**Task statement:** Each entry must be copied exactly, without omission.

**Source records:**
"""
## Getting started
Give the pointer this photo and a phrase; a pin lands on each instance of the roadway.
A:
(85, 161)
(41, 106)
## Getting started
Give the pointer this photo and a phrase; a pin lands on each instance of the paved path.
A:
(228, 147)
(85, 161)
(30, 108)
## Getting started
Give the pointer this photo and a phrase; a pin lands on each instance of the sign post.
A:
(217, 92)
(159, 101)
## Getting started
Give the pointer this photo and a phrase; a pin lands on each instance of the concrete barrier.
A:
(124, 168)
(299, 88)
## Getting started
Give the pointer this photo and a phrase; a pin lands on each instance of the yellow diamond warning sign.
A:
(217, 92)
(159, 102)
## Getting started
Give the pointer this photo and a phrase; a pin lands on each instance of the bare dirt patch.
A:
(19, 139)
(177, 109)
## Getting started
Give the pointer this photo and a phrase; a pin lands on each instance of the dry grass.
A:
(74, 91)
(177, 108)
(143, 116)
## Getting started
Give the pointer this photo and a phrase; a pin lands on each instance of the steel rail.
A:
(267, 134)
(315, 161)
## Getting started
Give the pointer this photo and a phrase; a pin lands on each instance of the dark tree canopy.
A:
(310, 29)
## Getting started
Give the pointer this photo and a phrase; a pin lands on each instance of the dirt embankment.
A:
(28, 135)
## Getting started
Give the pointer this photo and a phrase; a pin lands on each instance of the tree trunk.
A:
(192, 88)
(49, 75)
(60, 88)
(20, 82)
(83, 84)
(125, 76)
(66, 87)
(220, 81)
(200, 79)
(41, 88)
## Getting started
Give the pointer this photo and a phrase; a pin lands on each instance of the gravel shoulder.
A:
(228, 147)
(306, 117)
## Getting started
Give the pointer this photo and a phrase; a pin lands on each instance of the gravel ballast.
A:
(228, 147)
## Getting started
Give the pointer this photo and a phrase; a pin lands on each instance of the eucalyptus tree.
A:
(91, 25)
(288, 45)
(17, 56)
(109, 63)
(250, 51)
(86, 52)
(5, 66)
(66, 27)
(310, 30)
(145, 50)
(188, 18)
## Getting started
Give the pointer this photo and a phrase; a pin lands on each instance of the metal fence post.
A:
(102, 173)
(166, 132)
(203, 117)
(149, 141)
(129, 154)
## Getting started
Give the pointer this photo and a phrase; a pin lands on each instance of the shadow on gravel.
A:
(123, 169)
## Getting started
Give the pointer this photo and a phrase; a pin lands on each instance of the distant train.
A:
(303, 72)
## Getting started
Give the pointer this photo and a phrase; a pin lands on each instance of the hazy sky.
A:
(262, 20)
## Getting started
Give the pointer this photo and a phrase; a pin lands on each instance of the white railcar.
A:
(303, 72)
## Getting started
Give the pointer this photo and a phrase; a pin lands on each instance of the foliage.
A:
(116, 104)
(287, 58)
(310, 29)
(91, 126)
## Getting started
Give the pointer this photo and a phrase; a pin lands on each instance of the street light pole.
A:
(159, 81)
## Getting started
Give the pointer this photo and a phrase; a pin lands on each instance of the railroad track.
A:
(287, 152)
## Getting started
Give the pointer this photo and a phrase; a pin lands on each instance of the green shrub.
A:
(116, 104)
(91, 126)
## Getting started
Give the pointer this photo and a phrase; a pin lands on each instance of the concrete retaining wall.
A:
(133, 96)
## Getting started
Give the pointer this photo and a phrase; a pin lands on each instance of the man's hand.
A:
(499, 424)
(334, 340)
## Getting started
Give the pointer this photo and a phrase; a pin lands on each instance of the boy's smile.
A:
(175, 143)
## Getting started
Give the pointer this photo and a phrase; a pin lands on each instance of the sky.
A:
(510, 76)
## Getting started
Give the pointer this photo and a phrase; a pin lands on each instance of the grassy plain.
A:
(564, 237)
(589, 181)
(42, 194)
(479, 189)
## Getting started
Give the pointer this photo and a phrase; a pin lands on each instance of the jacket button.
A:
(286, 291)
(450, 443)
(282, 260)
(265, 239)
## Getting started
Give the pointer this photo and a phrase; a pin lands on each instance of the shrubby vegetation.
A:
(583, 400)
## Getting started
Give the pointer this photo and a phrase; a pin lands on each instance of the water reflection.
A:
"""
**Answer:**
## Getting started
Give the pointer this photo and a phrase; a pin lands on each instance of the roadway.
A:
(85, 161)
(41, 106)
## Getting started
Give the pointer this photo and a phrase; a pin lands on each instance of the paved path.
A:
(228, 147)
(85, 161)
(30, 108)
## Getting started
Give the pointer this photo and a phrase; a pin lands on each instance of the sign post.
A:
(217, 92)
(159, 101)
## Getting started
Give the pointer this photo and a phrase; a pin lands on each instance of the concrete barrier.
A:
(124, 168)
(299, 88)
## Getting started
Give the pointer this photo and a phrase; a pin lands on each instance of the yellow diamond warning sign.
A:
(217, 92)
(159, 102)
## Getting started
Give the pointer this photo and a phrase; a pin lands on each instance of the bare dirt patch.
A:
(19, 139)
(177, 109)
## Getting started
Give the pointer this photo and a phrase; a pin lands on each instance of the dry grass.
A:
(74, 91)
(177, 108)
(143, 116)
## Getting started
Give the pointer this photo and a phrase; a pin lands on each instance of the steel rail.
A:
(267, 134)
(315, 161)
## Getting started
Give the pointer this photo and a phrase; a pin lands on each instance of the dark tree canopy.
A:
(310, 29)
## Getting started
Give the pointer this photo and a phrase; a pin lands on each instance of the dirt embankment.
A:
(28, 135)
## Getting started
Give the pointer this photo and a phrase; a pin lands on each instance of the tree trunk.
A:
(192, 88)
(49, 75)
(60, 88)
(20, 82)
(83, 84)
(125, 76)
(66, 87)
(220, 81)
(200, 79)
(41, 88)
## Getting started
Give the pointer this photo and a phrase; a pin lands on each instance of the gravel shoulder.
A:
(228, 147)
(306, 117)
## Getting started
Give the pointer this photo and a phrase; a pin lands on each instance of the gravel ballast.
A:
(228, 147)
## Getting started
Give the pointer this photo and a phrase; a pin lands on each instance of the eucalyptus tree.
A:
(91, 25)
(288, 45)
(17, 56)
(109, 63)
(250, 51)
(86, 52)
(5, 66)
(66, 27)
(310, 30)
(145, 50)
(188, 18)
## Getting started
Give the pointer this photo and a phrase; a pin lands on each instance of the metal fence post.
A:
(102, 173)
(166, 132)
(203, 117)
(149, 141)
(129, 154)
## Getting started
Give the pointer this photo and a phrase; a pin lands on each instance of the shadow on gravel.
A:
(123, 169)
## Getting started
Give the pointer this photo and a phrase; a pin lands on each instance of the distant train.
A:
(303, 72)
## Getting started
Give the pointer this photo and a phrase; a pin lands on each instance of the hazy sky.
A:
(262, 20)
## Getting started
Give the pointer this photo and a phrase; a pin lands on each instance of the white railcar.
A:
(303, 72)
## Getting started
Give the pointer this photo and a phrase; a pin lands on each instance of the foliage.
A:
(116, 104)
(287, 58)
(310, 29)
(91, 126)
## Getting started
Give the pointer this photo and a phrase; a pin lands on each instance of the street light pole.
A:
(159, 81)
## Getting started
Give the pointer this photo and a phrase; a pin lands on each instance of the railroad track.
A:
(287, 152)
## Getting started
Give the pointer this photo and a phrase; a pin lands on each instance of the green shrub.
A:
(116, 104)
(91, 126)
## Getting started
Give the pointer this photo and a phrase; a pin lands on each instance of the concrete retaining wall.
A:
(133, 96)
## Getting started
Give the pointer this photo and a phrase; a pin lands on each instance of the man's hand.
A:
(499, 424)
(334, 340)
## Getting started
Give the pointer this photo and a phrase; a pin lands on each instance of the boy's smile.
A:
(175, 143)
## Getting started
Give the pointer this photo and a phrase; a pin lands on each instance of the sky.
A:
(510, 76)
## Getting started
Give the pointer this photo and a phrase; a pin lands on each instance of the grassy plain.
A:
(564, 237)
(589, 181)
(42, 194)
(479, 189)
## Getting started
Give the pointer this photo and a phrase; a pin lands on each instance of the jacket button.
A:
(286, 291)
(450, 443)
(282, 260)
(265, 239)
## Getting started
Give the pointer this photo and a phrase; a pin lands on each instance of the shrubby vegetation.
A:
(583, 400)
## Getting started
Give the pointer this photo and a phrase; a pin lands on each instance of the water reflection.
A:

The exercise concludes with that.